▶ [GOAL] Every entry here needs to be repeated exactly.

####

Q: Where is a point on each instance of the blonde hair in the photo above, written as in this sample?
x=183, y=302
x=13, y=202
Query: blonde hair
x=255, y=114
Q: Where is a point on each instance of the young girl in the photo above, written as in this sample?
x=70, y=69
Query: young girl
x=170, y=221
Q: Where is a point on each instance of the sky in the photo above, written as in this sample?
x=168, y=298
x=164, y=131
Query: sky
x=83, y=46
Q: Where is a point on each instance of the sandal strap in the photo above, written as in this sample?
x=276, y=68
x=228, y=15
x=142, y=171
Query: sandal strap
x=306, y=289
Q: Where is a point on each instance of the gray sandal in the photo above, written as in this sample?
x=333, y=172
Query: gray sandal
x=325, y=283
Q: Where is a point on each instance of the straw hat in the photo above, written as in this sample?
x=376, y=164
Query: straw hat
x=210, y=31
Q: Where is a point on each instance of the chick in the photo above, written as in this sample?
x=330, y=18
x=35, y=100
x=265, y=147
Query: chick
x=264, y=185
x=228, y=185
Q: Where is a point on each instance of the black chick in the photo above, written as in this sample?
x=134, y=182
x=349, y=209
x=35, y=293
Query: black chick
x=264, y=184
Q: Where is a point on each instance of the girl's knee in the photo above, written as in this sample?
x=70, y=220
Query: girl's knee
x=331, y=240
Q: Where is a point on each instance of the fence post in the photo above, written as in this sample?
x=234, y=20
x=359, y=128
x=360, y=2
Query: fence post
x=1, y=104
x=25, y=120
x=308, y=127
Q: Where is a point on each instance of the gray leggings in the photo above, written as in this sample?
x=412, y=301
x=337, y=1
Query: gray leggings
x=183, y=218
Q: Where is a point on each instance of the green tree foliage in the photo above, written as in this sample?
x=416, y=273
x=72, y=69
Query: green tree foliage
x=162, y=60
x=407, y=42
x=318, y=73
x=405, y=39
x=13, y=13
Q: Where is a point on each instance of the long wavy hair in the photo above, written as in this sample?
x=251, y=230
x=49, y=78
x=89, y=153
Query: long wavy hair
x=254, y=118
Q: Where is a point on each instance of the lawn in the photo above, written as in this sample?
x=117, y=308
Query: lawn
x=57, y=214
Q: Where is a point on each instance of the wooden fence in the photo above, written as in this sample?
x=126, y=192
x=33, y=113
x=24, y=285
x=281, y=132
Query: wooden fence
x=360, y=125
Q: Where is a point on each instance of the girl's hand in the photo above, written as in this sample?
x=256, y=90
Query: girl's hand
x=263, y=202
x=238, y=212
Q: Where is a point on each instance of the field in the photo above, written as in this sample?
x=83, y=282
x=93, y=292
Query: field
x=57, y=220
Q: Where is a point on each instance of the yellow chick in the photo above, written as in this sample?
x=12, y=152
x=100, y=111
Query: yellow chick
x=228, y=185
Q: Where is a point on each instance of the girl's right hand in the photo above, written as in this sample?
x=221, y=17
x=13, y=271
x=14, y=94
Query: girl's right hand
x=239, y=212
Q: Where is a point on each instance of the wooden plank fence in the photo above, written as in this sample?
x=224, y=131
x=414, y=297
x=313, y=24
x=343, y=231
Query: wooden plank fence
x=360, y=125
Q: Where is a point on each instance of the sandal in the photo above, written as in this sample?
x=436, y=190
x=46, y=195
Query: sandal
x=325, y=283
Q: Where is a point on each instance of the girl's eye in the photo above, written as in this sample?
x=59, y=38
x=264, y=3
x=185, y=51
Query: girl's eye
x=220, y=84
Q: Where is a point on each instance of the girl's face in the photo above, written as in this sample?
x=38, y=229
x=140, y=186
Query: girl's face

####

▶ [FINISHED EXERCISE]
Q: Where is a point on each instance of the blonde hair in the photo above, written as in this sample?
x=183, y=302
x=13, y=202
Query: blonde hair
x=255, y=114
Q: Where is a point on each instance of the young girl in the photo above, written as in this sample?
x=70, y=69
Query: young girl
x=170, y=221
Q: Where is a point on each instance of the sky in the photo above, written as in this sample?
x=168, y=298
x=164, y=131
Query: sky
x=83, y=46
Q: Where is a point on each instance of the sandal strap in the photo above, written as in this sample?
x=276, y=68
x=228, y=15
x=142, y=171
Query: sandal strap
x=306, y=289
Q: Where is a point on each instance of the gray sandal in the photo above, written as in this sample?
x=333, y=172
Query: gray sandal
x=325, y=283
Q: Where is a point on each instance of the straw hat in the photo above, written as in this sample?
x=376, y=164
Query: straw hat
x=210, y=31
Q: Where is a point on each instance of the chick in the photo above, written as in this sample?
x=330, y=18
x=35, y=100
x=265, y=147
Query: chick
x=264, y=185
x=228, y=185
Q: Where is a point on each instance of the black chick in the photo above, written as in this sample?
x=134, y=182
x=349, y=209
x=35, y=293
Query: black chick
x=264, y=184
Q: Where is a point on each instance of the girl's knee in the photo above, written as in this sample?
x=70, y=220
Query: girl's knee
x=331, y=240
Q: Where is a point on each instance of the fence post in the photo above, written as in this sample?
x=234, y=20
x=359, y=128
x=360, y=2
Query: fence post
x=1, y=104
x=25, y=120
x=308, y=127
Q: Where is a point on each instance of the gray leggings in the photo above, written as in this sample?
x=412, y=301
x=337, y=1
Query: gray leggings
x=183, y=218
Q: Where is a point on each instance of the green tree foliage in the photo above, written as in this sample?
x=416, y=273
x=72, y=69
Query: green tree foliage
x=162, y=60
x=407, y=42
x=318, y=73
x=405, y=39
x=13, y=13
Q: Where is a point on each instance of the long wavy hair in the photo above, written as in this sample?
x=251, y=230
x=49, y=78
x=89, y=153
Query: long wavy hair
x=254, y=118
Q: Where is a point on each instance of the lawn in the photo above, written as in this sample?
x=117, y=308
Query: lawn
x=57, y=214
Q: Where is a point on each instance of the wooden fence in the photo above, written as in this sample?
x=126, y=192
x=33, y=113
x=24, y=285
x=281, y=132
Query: wooden fence
x=360, y=125
Q: Where is a point on each instance of the girl's hand in the photo above, written as in this sample?
x=256, y=90
Query: girl's hand
x=263, y=202
x=238, y=212
Q: Where is a point on each instance of the field in the photo above, written as in this sample?
x=83, y=282
x=93, y=292
Query: field
x=57, y=220
Q: Where is a point on each instance of the yellow chick in the photo above, written as in this sample?
x=12, y=152
x=100, y=111
Query: yellow chick
x=228, y=185
Q: Where is a point on each instance of the girl's right hand in the photo above, written as in this sample?
x=221, y=17
x=13, y=271
x=14, y=94
Query: girl's right hand
x=239, y=212
Q: Where is a point on each instance of the wooden plank fence in the photo above, written as in this sample?
x=224, y=131
x=414, y=297
x=313, y=24
x=343, y=231
Query: wooden plank fence
x=360, y=125
Q: Where is a point on each instance of the sandal in the photo above, written as in this sample?
x=436, y=190
x=46, y=195
Query: sandal
x=325, y=283
Q: Where is a point on each instance of the girl's eye in the photo above, written as in this sample?
x=59, y=38
x=264, y=3
x=185, y=51
Query: girl's eye
x=220, y=84
Q: Where is a point on each instance of the girl's face in the photo above, written as in this sample?
x=38, y=229
x=140, y=186
Query: girl's face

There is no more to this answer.